[Data extracted from a collection]
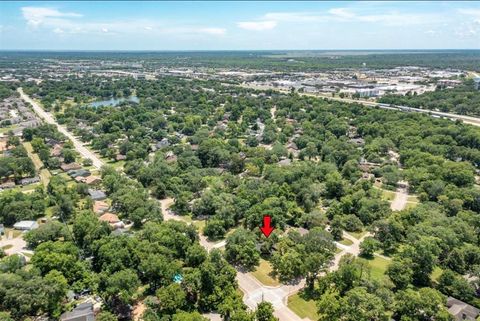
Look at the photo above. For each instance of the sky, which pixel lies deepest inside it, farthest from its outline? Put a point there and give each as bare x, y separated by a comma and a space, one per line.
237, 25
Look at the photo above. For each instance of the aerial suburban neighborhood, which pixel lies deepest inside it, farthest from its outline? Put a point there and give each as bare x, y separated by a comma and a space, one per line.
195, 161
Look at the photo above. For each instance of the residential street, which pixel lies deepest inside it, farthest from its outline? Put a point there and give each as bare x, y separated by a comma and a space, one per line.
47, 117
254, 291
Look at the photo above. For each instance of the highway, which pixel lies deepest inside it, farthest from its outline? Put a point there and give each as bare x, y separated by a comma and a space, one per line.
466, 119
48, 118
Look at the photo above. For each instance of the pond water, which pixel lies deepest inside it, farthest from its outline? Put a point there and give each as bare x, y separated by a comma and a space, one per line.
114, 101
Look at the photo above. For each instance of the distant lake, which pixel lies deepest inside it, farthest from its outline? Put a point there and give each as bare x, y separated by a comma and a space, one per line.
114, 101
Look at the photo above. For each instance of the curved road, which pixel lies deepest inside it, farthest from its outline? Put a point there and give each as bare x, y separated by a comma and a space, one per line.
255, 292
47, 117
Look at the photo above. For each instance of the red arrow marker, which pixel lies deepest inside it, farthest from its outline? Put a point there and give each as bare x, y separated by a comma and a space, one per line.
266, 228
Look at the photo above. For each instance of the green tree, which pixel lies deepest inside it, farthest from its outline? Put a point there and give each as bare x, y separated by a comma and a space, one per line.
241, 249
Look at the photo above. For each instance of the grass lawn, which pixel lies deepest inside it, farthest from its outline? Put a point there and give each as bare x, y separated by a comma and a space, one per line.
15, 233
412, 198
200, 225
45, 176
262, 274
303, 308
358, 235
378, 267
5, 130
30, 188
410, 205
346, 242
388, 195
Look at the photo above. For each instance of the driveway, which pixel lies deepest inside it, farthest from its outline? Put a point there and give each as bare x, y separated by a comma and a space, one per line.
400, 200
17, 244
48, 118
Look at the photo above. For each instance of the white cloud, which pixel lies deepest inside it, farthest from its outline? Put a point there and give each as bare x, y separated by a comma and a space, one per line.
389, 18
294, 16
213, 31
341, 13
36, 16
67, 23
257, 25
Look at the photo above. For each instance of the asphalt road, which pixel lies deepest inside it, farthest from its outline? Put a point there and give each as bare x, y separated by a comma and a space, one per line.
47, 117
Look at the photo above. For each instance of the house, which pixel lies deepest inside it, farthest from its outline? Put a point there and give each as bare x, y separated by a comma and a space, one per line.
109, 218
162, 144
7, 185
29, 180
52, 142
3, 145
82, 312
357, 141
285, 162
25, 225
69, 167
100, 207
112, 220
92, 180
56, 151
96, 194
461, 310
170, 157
==
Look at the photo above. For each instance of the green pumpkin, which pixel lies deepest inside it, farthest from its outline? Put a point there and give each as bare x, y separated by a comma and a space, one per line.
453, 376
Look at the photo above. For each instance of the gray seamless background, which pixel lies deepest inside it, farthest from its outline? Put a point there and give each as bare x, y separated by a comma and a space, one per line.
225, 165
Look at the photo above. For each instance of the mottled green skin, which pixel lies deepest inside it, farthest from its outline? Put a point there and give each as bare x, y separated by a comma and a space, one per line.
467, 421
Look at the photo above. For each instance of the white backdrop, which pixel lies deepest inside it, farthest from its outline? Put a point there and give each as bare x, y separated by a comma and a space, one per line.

### To do
From the data above, output only the lines between the line containing "Look at the photo above. For each instance of the gray" and the line containing "white backdrop, which", inclusive, exactly as written.

### Your response
Look at the photo above. For each instance of the gray seamless background, which pixel lies deepest inside it, farthest from its outline? Put a point there and give each as bare x, y separated by a comma and a space, one per line.
225, 165
Look at the photo above. For each instance of the mottled green skin, which pixel lies deepest inside it, farthest from its outline? Put a point there and give each as bare x, y separated by a comma and a space, one per line.
467, 421
Look at the photo above. For each instance of the white backdrop, which pixel lies deepest inside it, farthest from its outline? Put a point there and give each as bare x, y separated by a comma and a space, one per line.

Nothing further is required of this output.